:: ACTIVITY ::
Quote the data below in full, minus the images.
DATASET RECORDS below:
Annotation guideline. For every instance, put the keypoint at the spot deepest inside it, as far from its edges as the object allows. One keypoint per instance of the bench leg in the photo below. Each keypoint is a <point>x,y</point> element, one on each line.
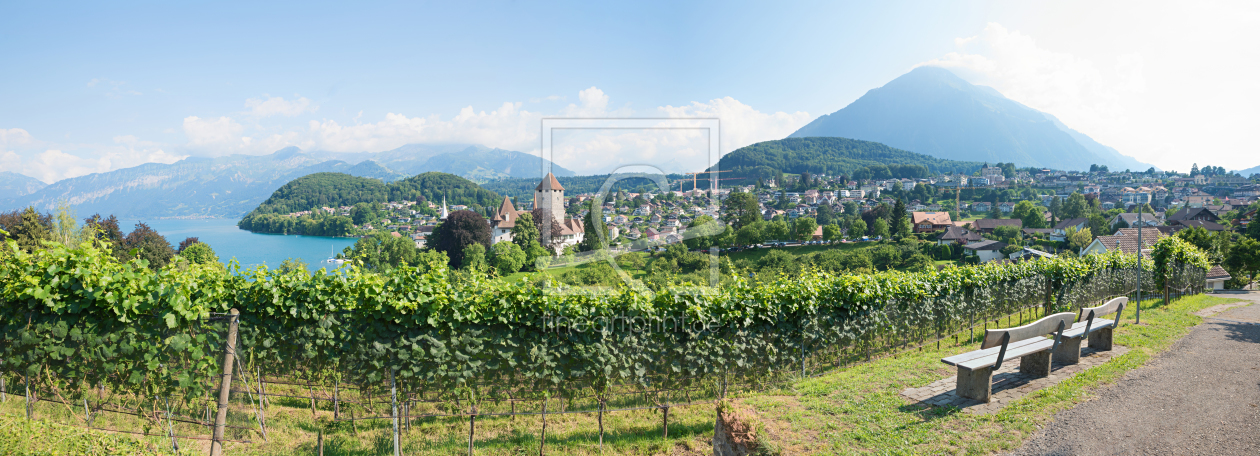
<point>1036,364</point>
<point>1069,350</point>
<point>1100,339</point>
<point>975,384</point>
End of DATASET RECORDS.
:: ANSWER FOR THIS EXERCISE ::
Annotation guideline. For every instance, put the keypoint at the spot deepest inside it, as far from its edges as the object allows. One keypoint per instance of the bench leg in the photo below. Each keypoint is a <point>x,y</point> element, one on each line.
<point>1036,364</point>
<point>1069,350</point>
<point>1100,339</point>
<point>975,384</point>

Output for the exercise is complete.